-- Text --
----
Bed Bugs

Bed bugs are taking a bite out of a 61-year-old’s apartment

Deborah Grandy to face eviction hearing due to bed bug infestation

Grandy holding her eviction hearing notice.   Luke MacDonald

Deborah Grandy has been a tenant of Parkland Investments for 14 years, but all that could change with an eviction hearing scheduled for March 13 due to bed bugs.

She has been living at 51 Parkland Dr. in Clayton Park for the past eight years. Grandy said she discovered the bugs in early January and doesn’t know how they got into her first floor, one-bedroom apartment.

“The very next day I called the superintendent and told them we had bed bugs,” Grandy said. “They were not happy; they didn’t say anything, but they were not happy.”

Grandy said she received instructions in the form of notes under her door to do things like scrub the floor and throw her furniture off of the balcony. She complied with their requests.  

It came as a shock to Grandy when she was hit with three bills amounting to $3,636.29 to pay pest control for not only her apartment, but others in the building that Parkland said were also infested.

Grandy told Parkland Investments that she would be unable to pay for the services because she couldn’t afford it. She said she was told the matter would be brought to court by Parkland if she didn’t pay.

The stress of the situation became so intense for Grandy that she was admitted to hospital and was treated for several weeks for extreme stress and anxiety stemming from the bed bug situation.

“I reached my limit; I couldn’t go any further,” she said. “I was complying with everything they said. I was doing everything they wanted me to do, but it wasn’t good enough.”
----
-- Excerpted data --

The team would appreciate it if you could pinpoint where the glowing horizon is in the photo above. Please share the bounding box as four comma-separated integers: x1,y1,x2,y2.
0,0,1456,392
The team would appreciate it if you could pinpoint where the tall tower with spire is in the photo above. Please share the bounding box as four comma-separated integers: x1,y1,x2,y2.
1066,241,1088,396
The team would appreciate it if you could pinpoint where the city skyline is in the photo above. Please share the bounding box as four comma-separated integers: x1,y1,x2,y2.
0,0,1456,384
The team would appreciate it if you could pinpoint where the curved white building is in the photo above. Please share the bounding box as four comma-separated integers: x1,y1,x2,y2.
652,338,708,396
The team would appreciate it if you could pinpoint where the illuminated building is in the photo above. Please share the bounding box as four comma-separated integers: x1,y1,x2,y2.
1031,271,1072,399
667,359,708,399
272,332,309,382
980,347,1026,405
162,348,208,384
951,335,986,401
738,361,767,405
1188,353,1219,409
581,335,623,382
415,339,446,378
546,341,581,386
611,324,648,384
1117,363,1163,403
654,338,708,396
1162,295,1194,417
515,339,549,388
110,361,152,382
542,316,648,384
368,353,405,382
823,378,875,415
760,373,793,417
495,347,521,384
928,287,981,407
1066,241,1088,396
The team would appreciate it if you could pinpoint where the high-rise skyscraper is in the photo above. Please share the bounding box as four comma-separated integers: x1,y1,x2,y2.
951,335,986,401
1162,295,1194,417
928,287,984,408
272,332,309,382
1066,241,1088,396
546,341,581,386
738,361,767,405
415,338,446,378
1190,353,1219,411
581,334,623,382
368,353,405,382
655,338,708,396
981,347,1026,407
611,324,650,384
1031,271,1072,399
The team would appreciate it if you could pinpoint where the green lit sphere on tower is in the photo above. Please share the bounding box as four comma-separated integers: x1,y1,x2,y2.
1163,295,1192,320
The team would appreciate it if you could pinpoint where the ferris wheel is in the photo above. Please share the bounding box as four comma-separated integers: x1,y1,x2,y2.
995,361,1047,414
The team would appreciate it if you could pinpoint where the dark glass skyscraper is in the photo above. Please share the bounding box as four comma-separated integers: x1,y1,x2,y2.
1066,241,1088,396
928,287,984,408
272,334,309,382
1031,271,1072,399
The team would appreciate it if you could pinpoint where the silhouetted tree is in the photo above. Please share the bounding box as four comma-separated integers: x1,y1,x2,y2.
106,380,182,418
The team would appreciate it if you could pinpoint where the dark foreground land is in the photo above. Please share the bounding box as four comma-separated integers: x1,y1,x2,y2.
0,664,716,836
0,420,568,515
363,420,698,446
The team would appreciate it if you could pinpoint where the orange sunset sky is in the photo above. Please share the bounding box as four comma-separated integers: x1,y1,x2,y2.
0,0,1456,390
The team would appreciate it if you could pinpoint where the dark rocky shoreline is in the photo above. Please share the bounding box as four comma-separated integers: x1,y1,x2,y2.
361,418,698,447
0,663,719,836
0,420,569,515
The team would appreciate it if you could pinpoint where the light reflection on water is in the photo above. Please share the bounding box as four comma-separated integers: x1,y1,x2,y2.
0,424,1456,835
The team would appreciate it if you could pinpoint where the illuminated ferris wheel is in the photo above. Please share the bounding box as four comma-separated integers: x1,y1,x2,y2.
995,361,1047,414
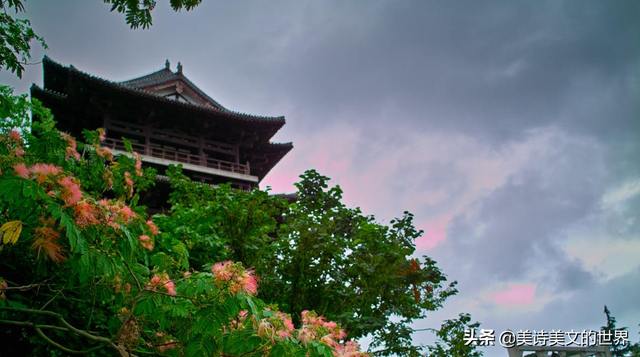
----
-- Using the information --
A: Copy the bed bug article above word for word, from "Grandy said she received" up to and including "bed bug situation.".
B: In the bed bug article, what total did Grandy's three pest control bills come to?

-- Answers by item number --
A:
Grandy said she received instructions in the form of notes under her door to do things like scrub the floor and throw her furniture off of the balcony. She complied with their requests.  

It came as a shock to Grandy when she was hit with three bills amounting to $3,636.29 to pay pest control for not only her apartment, but others in the building that Parkland said were also infested.

Grandy told Parkland Investments that she would be unable to pay for the services because she couldn’t afford it. She said she was told the matter would be brought to court by Parkland if she didn’t pay.

The stress of the situation became so intense for Grandy that she was admitted to hospital and was treated for several weeks for extreme stress and anxiety stemming from the bed bug situation.

B: $3,636.29